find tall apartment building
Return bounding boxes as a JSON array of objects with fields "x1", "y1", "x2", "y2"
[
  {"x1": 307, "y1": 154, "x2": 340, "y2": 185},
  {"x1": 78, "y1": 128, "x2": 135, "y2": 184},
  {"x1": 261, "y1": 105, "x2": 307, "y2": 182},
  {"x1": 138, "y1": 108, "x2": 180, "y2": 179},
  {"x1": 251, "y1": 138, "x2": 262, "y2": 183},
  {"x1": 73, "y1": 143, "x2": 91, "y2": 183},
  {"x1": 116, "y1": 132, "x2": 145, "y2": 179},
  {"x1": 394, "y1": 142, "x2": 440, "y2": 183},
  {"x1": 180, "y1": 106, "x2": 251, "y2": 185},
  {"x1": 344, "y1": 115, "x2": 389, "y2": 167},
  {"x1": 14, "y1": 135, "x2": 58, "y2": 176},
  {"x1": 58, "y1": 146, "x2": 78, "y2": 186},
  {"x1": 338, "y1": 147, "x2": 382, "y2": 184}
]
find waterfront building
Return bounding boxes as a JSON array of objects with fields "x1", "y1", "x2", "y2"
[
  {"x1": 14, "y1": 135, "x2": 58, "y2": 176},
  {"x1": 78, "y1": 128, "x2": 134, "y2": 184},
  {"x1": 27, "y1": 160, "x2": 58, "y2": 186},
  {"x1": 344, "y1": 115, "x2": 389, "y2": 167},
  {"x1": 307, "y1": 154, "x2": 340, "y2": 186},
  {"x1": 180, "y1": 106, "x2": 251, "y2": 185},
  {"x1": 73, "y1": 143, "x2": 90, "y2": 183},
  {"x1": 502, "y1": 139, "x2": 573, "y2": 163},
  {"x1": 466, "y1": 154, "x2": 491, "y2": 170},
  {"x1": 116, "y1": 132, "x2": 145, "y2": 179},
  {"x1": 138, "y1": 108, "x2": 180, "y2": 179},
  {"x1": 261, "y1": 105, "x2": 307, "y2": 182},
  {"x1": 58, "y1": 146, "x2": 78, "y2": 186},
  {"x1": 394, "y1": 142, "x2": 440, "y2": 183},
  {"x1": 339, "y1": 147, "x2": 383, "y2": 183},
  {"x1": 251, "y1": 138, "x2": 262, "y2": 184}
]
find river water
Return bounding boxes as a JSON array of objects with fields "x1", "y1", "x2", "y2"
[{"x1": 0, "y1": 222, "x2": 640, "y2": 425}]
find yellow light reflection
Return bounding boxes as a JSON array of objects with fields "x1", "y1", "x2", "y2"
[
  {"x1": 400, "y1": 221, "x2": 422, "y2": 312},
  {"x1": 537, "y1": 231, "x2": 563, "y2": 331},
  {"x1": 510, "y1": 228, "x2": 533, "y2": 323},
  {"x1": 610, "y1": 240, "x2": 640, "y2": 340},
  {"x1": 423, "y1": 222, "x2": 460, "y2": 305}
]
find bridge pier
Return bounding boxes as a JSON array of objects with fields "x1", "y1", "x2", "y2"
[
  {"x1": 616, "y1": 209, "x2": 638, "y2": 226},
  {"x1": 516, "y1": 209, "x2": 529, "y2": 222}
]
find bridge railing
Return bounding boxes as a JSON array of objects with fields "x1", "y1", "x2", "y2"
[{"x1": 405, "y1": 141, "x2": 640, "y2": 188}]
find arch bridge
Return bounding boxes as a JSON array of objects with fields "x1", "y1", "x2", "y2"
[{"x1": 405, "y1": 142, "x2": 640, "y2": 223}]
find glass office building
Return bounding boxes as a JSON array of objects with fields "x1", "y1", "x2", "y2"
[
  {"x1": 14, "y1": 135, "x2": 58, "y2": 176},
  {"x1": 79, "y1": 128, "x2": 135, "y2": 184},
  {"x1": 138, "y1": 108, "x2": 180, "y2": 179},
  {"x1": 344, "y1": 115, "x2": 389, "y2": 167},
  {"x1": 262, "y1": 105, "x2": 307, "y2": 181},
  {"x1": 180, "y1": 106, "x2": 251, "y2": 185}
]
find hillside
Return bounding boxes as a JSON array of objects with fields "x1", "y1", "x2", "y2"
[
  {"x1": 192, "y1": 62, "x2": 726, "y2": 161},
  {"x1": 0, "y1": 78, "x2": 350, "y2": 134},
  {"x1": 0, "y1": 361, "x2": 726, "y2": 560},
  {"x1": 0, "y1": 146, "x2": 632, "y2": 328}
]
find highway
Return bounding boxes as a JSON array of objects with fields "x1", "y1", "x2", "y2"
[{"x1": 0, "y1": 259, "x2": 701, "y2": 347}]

□ □ □ □ □

• _Stated problem_
Please retype every one of the entries above word for word, changing nothing.

• _Worked solution_
find tall apartment building
Return bounding boxes as a JSON array of objects with fields "x1", "y1", "x2", "y2"
[
  {"x1": 307, "y1": 154, "x2": 340, "y2": 185},
  {"x1": 78, "y1": 128, "x2": 135, "y2": 184},
  {"x1": 261, "y1": 105, "x2": 307, "y2": 182},
  {"x1": 138, "y1": 108, "x2": 180, "y2": 179},
  {"x1": 251, "y1": 138, "x2": 262, "y2": 183},
  {"x1": 73, "y1": 143, "x2": 91, "y2": 183},
  {"x1": 116, "y1": 132, "x2": 145, "y2": 179},
  {"x1": 394, "y1": 142, "x2": 440, "y2": 183},
  {"x1": 180, "y1": 106, "x2": 251, "y2": 185},
  {"x1": 344, "y1": 115, "x2": 389, "y2": 167},
  {"x1": 14, "y1": 135, "x2": 58, "y2": 176},
  {"x1": 58, "y1": 146, "x2": 78, "y2": 186},
  {"x1": 338, "y1": 147, "x2": 382, "y2": 184}
]
find waterfront building
Return bounding boxes as a JSON array of objects with fields "x1", "y1", "x2", "y2"
[
  {"x1": 14, "y1": 135, "x2": 58, "y2": 176},
  {"x1": 78, "y1": 128, "x2": 134, "y2": 184},
  {"x1": 27, "y1": 160, "x2": 58, "y2": 186},
  {"x1": 344, "y1": 115, "x2": 389, "y2": 167},
  {"x1": 307, "y1": 154, "x2": 340, "y2": 186},
  {"x1": 180, "y1": 106, "x2": 251, "y2": 185},
  {"x1": 73, "y1": 143, "x2": 90, "y2": 183},
  {"x1": 502, "y1": 139, "x2": 573, "y2": 163},
  {"x1": 466, "y1": 154, "x2": 491, "y2": 170},
  {"x1": 116, "y1": 132, "x2": 145, "y2": 179},
  {"x1": 138, "y1": 108, "x2": 180, "y2": 179},
  {"x1": 261, "y1": 105, "x2": 307, "y2": 182},
  {"x1": 58, "y1": 146, "x2": 78, "y2": 186},
  {"x1": 394, "y1": 142, "x2": 440, "y2": 183},
  {"x1": 339, "y1": 147, "x2": 383, "y2": 183},
  {"x1": 251, "y1": 138, "x2": 262, "y2": 184}
]
find river water
Return bounding boxes as a JSON array of objects with fields "x1", "y1", "x2", "y2"
[{"x1": 0, "y1": 222, "x2": 640, "y2": 425}]
find yellow light reflection
Return bounding boxes as a JSON array of objects with fields "x1", "y1", "x2", "y2"
[
  {"x1": 400, "y1": 221, "x2": 422, "y2": 312},
  {"x1": 537, "y1": 231, "x2": 563, "y2": 331},
  {"x1": 510, "y1": 228, "x2": 533, "y2": 323},
  {"x1": 610, "y1": 240, "x2": 640, "y2": 340},
  {"x1": 423, "y1": 222, "x2": 460, "y2": 305}
]
find bridge pier
Return bounding boxes as a JSON array of objects with fields "x1", "y1", "x2", "y2"
[
  {"x1": 616, "y1": 209, "x2": 638, "y2": 226},
  {"x1": 516, "y1": 209, "x2": 529, "y2": 222}
]
find bridge railing
Return bounding boxes as a JSON array of objects with fields "x1", "y1", "x2", "y2"
[{"x1": 405, "y1": 141, "x2": 640, "y2": 188}]
find arch bridge
Return bounding boxes as a JSON array of objects with fields "x1", "y1", "x2", "y2"
[{"x1": 405, "y1": 142, "x2": 640, "y2": 223}]
find glass office building
Return bounding boxes as a JSON array of objects with fields "x1", "y1", "x2", "y2"
[
  {"x1": 14, "y1": 135, "x2": 58, "y2": 176},
  {"x1": 79, "y1": 128, "x2": 135, "y2": 184},
  {"x1": 138, "y1": 108, "x2": 180, "y2": 179},
  {"x1": 344, "y1": 115, "x2": 389, "y2": 167},
  {"x1": 262, "y1": 105, "x2": 307, "y2": 181},
  {"x1": 180, "y1": 106, "x2": 251, "y2": 185}
]
find hillside
Return bounding boxes as a JSON array of objects with fields "x1", "y1", "x2", "y2"
[
  {"x1": 192, "y1": 62, "x2": 726, "y2": 161},
  {"x1": 0, "y1": 78, "x2": 350, "y2": 134},
  {"x1": 0, "y1": 361, "x2": 726, "y2": 560},
  {"x1": 0, "y1": 146, "x2": 632, "y2": 328}
]
find highway
Return bounding boxes as a JSON array of objects with fields "x1", "y1", "x2", "y2"
[{"x1": 0, "y1": 259, "x2": 701, "y2": 347}]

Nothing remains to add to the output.